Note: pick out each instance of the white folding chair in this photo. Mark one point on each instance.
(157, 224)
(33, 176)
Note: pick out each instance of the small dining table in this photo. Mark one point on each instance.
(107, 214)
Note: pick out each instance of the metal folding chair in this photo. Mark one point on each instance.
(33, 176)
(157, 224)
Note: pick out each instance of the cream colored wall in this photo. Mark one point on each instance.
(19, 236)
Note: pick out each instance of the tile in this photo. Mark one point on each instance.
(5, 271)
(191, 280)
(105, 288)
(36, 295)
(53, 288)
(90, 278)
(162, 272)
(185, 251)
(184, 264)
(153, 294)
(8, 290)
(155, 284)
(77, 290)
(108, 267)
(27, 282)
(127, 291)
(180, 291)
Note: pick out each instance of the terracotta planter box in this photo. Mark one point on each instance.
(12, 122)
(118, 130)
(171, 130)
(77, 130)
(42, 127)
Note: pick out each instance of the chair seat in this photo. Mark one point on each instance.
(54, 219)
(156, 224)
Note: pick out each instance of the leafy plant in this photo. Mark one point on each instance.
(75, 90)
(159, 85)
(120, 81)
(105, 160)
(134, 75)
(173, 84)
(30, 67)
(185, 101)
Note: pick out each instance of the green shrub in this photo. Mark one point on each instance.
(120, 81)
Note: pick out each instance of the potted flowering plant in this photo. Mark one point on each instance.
------------------------------
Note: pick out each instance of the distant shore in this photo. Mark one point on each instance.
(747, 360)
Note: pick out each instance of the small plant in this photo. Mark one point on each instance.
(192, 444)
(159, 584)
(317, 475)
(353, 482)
------------------------------
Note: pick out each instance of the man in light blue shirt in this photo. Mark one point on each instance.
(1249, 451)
------------------------------
▸ TASK STATEMENT: All lines above from the one containing "Note: pick out each instance of the terracotta" to the one containing "Note: pick out each instance of the potted" must be repeated exactly, both lines included, and no others.

▸ RESULT OF THE EXERCISE:
Note: pick out each instance of the terracotta planter box in this photo. Mark one point on each instance.
(12, 122)
(118, 130)
(171, 130)
(77, 130)
(42, 127)
Note: pick out each instance of the chair seat in this photo. Mark one point on each instance.
(54, 219)
(156, 224)
Note: pick out each instance of the leafy plant in this photo. Mark one point on each instance.
(75, 90)
(159, 85)
(120, 81)
(105, 160)
(134, 75)
(173, 84)
(30, 67)
(185, 101)
Note: pick out each instance of the green shrub in this photo. Mark one point on each instance.
(120, 81)
Note: pick out each instance of the potted flowering plant in this photo. Mark one point on each instance.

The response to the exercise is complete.